■ QUOTED PASSAGE:
____________________
Water lilies are still reflected in the glassy surface of the river Loir, which in the book bears the more poetic name the Vivonne, and beyond the stream lies the Pré Catalan, the enchanting park created by Proust’s horticulturally minded Uncle Jules. From Illiers I travelled on to Cabourg, a seaside resort on the Normandy coast, the original of the fictional Balbec. Here I found the Grand Hotel in all its Edwardian splendour. It was rebuilt after Proust spent holidays there as a child, but he returned as an adult, and sections of Remembrance of Things Past were written beneath its roof. As in Within a Budding Grove, the great glass windows of the restaurant look out over the promenade to the beach below, and with a little imagination, that group of budding young girls in bikinis is transformed into the little band of ‘jeunes filles en fleurs’ outlined against the sea.

I travelled on to Paris, visiting 102 Boulevard Haussmann, Proust’s home for many years, where he wrote so much of Remembrance of Things Past. The building is still owned by the same bank that purchased it from Proust’s aunt, when her inconsiderate decision to sell it forced him to move. His bedroom is still there, but unfurnished, and to see the room as it was, one is obliged to visit the Musée Carnavalet, where his bed, chaise-longue and other effects are displayed in a reconstruction of the famous
cork-lined room.

A walk to the gardens of the Champs Élysées brought me to an area with a sign announcing that I am in the Allée Marcel Proust. Children chase each other – perhaps playing the modern equivalent of ‘prisoners base’, the game played by Gilberte and her friends. This is where the real Marcel played as a child with the real Marie de Benardaky, with whom he fell in love, just as the fictional Marcel falls in love with the fictional Gilberte Swann.

In the real world the same spaces are occupied now by different people. Time has moved on, but places remain, and we have the privilege of being present in not only the imaginary world Proust created, but that portion of the real world which had a part in its creation. His presence has left behind a trace of magic, and we see places differently, because we see them through his eyes. One day those places will have crumbled into dust, as will we ourselves, and the space we now consider ours will be occupied by others. But as long as civilisation remains, those who come after us will be able to share Proust’s vision and enter his world. Proust was aware that art is the only true reality, and that through his creations the artist continues to live after his death, beyond space and beyond time.
____________________
■ LISTED RECORDS:
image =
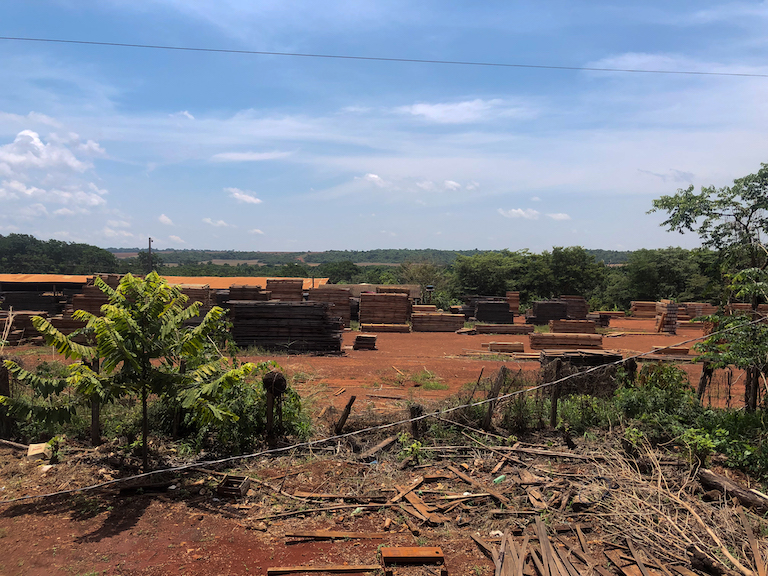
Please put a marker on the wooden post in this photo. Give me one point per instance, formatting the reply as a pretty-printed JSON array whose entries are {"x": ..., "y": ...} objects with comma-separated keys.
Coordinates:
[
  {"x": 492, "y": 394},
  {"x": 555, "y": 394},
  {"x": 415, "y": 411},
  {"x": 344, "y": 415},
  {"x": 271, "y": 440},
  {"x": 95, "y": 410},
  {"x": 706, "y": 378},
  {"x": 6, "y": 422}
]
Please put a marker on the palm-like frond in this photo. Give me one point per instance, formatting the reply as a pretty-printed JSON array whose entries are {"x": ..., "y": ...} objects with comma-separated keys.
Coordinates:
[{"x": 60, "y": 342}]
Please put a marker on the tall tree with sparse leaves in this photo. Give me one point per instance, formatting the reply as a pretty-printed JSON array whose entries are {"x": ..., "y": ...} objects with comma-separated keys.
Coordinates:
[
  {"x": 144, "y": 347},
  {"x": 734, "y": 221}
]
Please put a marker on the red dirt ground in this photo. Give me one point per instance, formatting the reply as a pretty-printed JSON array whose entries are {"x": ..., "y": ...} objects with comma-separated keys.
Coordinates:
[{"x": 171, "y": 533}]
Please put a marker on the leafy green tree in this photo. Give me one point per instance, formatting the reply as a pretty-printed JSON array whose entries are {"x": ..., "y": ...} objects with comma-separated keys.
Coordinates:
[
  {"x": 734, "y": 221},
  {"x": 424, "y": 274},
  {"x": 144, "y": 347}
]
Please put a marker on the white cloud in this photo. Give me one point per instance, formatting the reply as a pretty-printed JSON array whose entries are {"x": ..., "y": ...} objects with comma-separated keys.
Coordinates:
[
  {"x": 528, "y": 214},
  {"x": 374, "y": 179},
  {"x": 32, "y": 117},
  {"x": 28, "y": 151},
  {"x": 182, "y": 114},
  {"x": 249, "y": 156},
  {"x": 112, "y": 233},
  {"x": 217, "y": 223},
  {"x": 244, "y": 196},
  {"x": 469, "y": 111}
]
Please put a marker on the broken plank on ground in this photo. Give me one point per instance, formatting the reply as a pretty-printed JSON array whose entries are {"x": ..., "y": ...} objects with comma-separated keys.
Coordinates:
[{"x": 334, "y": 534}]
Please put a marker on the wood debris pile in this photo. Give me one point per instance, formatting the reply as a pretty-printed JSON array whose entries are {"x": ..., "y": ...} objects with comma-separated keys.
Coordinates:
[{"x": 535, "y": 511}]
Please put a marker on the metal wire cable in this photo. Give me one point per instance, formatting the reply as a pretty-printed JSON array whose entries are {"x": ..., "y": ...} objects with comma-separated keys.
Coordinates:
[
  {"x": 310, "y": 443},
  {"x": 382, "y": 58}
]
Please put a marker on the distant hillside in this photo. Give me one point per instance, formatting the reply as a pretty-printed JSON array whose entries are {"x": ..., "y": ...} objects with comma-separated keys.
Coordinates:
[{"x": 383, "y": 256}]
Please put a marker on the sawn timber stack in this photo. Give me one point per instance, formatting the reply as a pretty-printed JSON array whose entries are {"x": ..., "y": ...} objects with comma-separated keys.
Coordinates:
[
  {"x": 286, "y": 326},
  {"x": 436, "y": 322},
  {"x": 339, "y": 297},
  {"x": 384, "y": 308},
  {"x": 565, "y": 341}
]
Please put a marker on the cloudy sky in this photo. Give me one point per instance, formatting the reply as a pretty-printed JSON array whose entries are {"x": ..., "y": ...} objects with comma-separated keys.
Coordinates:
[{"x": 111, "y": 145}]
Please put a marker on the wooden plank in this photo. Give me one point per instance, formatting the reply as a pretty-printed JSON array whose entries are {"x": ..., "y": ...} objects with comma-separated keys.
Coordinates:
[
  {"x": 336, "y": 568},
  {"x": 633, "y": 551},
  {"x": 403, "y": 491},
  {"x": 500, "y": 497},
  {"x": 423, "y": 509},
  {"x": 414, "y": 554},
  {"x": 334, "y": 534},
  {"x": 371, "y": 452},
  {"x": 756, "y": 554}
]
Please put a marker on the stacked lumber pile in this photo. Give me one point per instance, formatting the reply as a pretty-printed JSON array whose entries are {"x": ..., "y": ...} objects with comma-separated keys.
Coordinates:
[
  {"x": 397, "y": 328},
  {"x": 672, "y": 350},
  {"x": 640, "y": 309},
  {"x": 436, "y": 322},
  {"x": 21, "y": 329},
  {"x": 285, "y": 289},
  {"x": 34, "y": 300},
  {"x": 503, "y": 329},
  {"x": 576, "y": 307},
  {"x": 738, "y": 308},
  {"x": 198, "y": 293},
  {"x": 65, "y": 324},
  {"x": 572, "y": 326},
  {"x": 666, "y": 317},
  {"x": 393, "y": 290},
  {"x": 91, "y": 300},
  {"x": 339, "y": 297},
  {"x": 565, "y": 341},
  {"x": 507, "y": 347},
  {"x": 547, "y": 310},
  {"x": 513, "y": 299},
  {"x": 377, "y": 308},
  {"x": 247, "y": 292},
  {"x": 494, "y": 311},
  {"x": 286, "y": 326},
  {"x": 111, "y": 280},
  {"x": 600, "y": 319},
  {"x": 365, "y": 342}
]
____________________
■ WORK REQUIRED:
Copy everything from "A walk to the" down to "fictional Gilberte Swann." in the passage on places tied to Proust, replacing "walk" with "stroll". The records are separate material with no connection to the passage on places tied to Proust.

■ EXPECTED OUTPUT:
A stroll to the gardens of the Champs Élysées brought me to an area with a sign announcing that I am in the Allée Marcel Proust. Children chase each other – perhaps playing the modern equivalent of ‘prisoners base’, the game played by Gilberte and her friends. This is where the real Marcel played as a child with the real Marie de Benardaky, with whom he fell in love, just as the fictional Marcel falls in love with the fictional Gilberte Swann.